--- PARTS OF THE EXERCISE ---
**a)** Answer the following from the session listing:
(i) Who chairs the session?
(ii) What approximation ratio did the earlier algorithms achieve for the problem that Couëtoux's algorithm improved on?
(iii) Who are the coauthors of the talk on planar disjoint-paths completion?
**b)** Duplicate the session listing word for word, taking everything from "David P. Williamson" down to "considered in the literature.".

---------- TEXT SHOWN

Contributed Session Thu.1.H 3010

Thursday, 10:30 - 12:00 h, Room: H 3010

Cluster 1: Approximation & online algorithms [...]

Approximation algorithms


Chair: Naonori Kakimura



Thursday, 10:30 - 10:55 h, Room: H 3010, Talk 1

David P. Williamson
A dual-fitting 3⁄2-approximation algorithm for some minimum-cost graph problems

Coauthor: James M. Davis


In a recent paper, Couëtoux gives a beautiful 3⁄2-approximation algorithm to the problem of finding a minimum-cost set of edges such that each connected components has at least k vertices in it. The algorithm improved on previous 2-approximation algorithms for the problem. In this paper, we show how to reinterpret Couëtoux's analysis as dual-fitting and also show how to generalize the algorithm to a broader class of graph problems previously considered in the literature.



Thursday, 11:00 - 11:25 h, Room: H 3010, Talk 2

Stavros Kolliopoulos
Planar disjoint-paths completion

Coauthors: Isolde Adler, Dimitrios Thilikos



Take any graph property represented by a collection P of graphs. The corresponding completion problem asks typically for the minimum number of edges to add to a graph so that it belongs to P. Several such problems have been studied in the literature.
We introduce the completion version of Disjoint Paths on planar graphs. Given a plane graph G, k pairs of terminals, and a face F of G, find the minimum set of edges, if one exists, to be added inside F so that: the embedding remains planar and the pairs become connected by k disjoint paths in the augmented network.
We give an explicit upper bound on the number of additional edges needed if a solution exists. This bound is a function of k, independent of the size n of G. Second, we show that the problem is fixed-parameter tractable, i.e., it can be solved in time f(k)poly(n).

--------------------
---------- DATASET ENTRIES

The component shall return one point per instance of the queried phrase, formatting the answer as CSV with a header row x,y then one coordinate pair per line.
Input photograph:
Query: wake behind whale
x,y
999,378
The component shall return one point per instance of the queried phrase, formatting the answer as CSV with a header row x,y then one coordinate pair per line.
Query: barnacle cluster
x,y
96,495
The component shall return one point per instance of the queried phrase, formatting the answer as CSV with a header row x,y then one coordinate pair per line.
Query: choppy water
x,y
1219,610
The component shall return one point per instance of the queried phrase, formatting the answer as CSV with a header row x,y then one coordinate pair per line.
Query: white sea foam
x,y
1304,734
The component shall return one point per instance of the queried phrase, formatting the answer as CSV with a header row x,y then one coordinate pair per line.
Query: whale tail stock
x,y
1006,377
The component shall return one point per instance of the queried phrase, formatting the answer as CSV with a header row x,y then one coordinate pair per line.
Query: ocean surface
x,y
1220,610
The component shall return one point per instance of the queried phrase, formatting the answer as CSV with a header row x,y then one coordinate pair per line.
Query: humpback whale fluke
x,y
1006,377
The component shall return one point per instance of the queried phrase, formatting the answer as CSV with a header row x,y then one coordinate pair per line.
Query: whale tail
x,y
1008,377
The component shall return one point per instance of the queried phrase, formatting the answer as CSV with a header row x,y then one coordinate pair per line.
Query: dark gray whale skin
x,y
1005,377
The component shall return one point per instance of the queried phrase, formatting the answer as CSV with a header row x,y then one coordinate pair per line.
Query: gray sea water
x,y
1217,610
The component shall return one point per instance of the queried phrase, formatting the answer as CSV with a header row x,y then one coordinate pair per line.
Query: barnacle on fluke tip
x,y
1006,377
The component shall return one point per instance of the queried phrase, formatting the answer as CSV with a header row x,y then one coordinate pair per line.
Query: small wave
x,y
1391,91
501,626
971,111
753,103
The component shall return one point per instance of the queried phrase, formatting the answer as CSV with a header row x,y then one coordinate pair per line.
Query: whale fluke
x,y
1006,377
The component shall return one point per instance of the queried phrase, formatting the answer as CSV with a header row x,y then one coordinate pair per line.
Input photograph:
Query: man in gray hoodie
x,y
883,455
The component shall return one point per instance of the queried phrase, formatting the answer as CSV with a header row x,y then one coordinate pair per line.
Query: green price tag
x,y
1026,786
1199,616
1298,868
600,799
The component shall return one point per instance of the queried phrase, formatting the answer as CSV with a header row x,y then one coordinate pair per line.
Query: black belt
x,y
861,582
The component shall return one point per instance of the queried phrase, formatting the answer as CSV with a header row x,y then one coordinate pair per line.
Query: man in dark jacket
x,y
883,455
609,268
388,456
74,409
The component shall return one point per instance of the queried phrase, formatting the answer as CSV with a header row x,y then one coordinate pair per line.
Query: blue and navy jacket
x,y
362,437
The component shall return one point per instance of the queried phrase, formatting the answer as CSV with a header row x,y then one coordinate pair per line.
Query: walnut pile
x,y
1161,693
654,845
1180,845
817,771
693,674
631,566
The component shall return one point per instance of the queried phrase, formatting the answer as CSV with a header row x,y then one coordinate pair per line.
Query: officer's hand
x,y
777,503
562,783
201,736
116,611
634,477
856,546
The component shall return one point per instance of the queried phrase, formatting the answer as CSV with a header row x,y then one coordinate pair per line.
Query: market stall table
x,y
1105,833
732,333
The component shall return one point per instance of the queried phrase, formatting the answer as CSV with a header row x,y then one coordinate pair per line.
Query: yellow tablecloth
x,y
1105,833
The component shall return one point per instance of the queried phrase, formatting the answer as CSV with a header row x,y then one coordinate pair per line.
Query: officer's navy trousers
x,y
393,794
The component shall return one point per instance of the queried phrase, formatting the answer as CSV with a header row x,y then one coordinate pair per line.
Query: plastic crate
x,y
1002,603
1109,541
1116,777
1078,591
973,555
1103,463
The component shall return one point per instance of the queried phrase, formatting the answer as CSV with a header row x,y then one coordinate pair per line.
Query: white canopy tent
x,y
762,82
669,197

--------------------
---------- DATASET ENTRIES

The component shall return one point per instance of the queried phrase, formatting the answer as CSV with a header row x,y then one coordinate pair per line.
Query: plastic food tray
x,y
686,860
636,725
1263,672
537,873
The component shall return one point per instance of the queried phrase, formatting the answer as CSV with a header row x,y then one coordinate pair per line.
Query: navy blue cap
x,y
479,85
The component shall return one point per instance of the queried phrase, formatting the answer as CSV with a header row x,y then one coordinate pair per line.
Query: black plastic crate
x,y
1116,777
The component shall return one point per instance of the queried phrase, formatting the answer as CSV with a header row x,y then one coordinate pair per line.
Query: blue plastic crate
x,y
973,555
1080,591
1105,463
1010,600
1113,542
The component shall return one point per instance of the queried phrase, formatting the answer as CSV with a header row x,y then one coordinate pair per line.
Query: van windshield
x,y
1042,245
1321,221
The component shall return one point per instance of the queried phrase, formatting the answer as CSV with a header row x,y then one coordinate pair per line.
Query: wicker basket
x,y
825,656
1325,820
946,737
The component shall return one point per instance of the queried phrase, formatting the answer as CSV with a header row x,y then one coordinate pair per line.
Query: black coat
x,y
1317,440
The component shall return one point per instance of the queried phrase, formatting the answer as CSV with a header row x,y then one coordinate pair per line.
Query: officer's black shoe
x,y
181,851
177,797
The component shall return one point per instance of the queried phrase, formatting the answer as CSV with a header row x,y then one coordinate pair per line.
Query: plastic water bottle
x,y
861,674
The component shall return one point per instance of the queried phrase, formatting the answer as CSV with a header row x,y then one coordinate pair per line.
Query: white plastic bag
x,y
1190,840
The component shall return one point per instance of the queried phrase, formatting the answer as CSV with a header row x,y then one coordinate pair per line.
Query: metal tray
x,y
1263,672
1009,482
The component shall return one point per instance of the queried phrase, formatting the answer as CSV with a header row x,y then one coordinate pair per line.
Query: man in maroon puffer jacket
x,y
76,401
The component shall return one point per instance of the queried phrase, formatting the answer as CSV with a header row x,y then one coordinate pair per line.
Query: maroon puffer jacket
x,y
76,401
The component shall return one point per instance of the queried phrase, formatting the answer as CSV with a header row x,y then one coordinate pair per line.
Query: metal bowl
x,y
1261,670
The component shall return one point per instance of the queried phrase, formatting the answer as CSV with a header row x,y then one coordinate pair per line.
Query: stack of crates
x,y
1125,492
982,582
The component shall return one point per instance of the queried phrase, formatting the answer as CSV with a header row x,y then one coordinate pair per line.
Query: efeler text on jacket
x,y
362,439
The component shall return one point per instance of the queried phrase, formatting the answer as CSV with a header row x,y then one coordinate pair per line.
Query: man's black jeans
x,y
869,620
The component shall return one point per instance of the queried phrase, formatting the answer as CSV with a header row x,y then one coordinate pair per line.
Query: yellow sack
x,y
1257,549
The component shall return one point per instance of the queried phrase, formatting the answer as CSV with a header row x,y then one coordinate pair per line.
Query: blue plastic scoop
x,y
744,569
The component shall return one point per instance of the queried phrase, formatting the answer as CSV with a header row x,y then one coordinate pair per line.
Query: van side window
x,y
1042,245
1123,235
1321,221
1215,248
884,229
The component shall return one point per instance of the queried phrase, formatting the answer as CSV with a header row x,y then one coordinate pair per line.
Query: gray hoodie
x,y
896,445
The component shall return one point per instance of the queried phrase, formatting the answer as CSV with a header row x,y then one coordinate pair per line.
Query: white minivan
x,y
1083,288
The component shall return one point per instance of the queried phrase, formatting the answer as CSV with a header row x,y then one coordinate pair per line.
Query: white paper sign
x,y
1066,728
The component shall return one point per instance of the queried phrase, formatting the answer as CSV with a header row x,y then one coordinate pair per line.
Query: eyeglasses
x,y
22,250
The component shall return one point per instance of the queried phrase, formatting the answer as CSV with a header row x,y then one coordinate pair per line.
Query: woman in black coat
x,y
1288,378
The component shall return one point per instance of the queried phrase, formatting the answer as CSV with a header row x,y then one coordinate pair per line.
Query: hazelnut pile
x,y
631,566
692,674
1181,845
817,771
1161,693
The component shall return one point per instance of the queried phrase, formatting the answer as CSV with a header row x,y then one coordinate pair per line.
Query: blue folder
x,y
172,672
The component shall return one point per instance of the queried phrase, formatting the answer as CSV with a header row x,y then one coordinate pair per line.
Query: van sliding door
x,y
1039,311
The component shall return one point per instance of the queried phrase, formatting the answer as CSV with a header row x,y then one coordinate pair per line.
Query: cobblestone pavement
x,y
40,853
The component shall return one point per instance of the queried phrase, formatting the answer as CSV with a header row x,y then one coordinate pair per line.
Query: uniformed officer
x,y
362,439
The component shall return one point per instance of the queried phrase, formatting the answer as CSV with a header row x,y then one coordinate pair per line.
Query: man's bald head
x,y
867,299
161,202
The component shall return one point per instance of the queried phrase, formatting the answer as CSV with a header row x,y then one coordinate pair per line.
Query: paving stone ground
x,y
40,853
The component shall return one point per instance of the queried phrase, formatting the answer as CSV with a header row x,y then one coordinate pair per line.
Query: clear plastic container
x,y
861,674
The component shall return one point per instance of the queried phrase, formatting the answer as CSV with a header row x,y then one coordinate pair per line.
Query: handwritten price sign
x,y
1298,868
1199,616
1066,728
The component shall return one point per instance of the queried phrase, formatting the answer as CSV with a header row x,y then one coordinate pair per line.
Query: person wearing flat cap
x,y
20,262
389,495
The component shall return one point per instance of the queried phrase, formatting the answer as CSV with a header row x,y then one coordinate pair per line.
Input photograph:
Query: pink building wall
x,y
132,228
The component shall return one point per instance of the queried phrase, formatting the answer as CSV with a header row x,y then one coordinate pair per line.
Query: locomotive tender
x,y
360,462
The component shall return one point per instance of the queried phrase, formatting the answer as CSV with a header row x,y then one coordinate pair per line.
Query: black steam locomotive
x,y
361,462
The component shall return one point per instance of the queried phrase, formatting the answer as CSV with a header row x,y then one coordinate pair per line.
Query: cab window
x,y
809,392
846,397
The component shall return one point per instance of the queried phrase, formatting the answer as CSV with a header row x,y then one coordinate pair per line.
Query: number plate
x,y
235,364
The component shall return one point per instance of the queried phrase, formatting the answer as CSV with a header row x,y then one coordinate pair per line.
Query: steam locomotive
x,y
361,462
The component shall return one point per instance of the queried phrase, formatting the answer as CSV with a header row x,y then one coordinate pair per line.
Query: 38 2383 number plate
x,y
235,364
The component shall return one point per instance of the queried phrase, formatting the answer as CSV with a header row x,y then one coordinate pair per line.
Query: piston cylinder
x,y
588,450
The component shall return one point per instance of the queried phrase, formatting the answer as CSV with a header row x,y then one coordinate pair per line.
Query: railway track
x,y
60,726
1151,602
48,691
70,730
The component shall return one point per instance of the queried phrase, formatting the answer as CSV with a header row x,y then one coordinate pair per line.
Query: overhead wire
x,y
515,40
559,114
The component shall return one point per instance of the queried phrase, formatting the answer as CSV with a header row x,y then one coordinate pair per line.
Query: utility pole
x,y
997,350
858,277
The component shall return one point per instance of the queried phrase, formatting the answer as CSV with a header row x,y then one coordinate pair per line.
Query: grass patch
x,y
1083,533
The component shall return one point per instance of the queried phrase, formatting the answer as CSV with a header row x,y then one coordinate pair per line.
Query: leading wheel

--------------------
---------- DATASET ENTRIES

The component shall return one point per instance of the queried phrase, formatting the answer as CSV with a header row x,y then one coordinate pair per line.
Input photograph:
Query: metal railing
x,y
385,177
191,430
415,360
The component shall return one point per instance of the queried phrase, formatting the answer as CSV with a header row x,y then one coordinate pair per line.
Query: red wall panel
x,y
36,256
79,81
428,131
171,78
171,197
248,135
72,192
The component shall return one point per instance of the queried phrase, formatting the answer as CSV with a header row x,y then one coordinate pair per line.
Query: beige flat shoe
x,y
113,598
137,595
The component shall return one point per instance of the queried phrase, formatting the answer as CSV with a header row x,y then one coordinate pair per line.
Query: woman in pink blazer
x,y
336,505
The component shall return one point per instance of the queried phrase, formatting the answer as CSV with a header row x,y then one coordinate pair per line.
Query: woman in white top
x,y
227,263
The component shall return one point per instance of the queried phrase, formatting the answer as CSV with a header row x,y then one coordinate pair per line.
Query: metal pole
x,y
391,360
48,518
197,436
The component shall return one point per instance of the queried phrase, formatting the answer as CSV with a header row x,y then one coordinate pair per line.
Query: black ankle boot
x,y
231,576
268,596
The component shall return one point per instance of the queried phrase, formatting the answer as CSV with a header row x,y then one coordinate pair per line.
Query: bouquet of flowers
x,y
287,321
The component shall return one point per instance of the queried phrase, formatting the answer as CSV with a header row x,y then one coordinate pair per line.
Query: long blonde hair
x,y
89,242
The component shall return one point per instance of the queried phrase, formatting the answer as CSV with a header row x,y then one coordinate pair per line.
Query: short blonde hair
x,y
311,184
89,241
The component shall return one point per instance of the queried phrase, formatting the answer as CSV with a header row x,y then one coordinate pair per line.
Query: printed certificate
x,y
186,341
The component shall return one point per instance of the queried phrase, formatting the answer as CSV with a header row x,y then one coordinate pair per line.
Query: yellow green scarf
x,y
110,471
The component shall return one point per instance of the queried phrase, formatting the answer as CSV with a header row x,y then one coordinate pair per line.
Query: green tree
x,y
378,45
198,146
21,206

--------------------

--- IN RESPONSE ---
**a)**
(i) Naonori Kakimura
(ii) 2
(iii) Isolde Adler and Dimitrios Thilikos

**b)**
David P. Williamson
A dual-fitting 3⁄2-approximation algorithm for some minimum-cost graph problems

Coauthor: James M. Davis


In a recent paper, Couëtoux gives a beautiful 3⁄2-approximation algorithm to the problem of finding a minimum-cost set of edges such that each connected components has at least k vertices in it. The algorithm improved on previous 2-approximation algorithms for the problem. In this paper, we show how to reinterpret Couëtoux's analysis as dual-fitting and also show how to generalize the algorithm to a broader class of graph problems previously considered in the literature.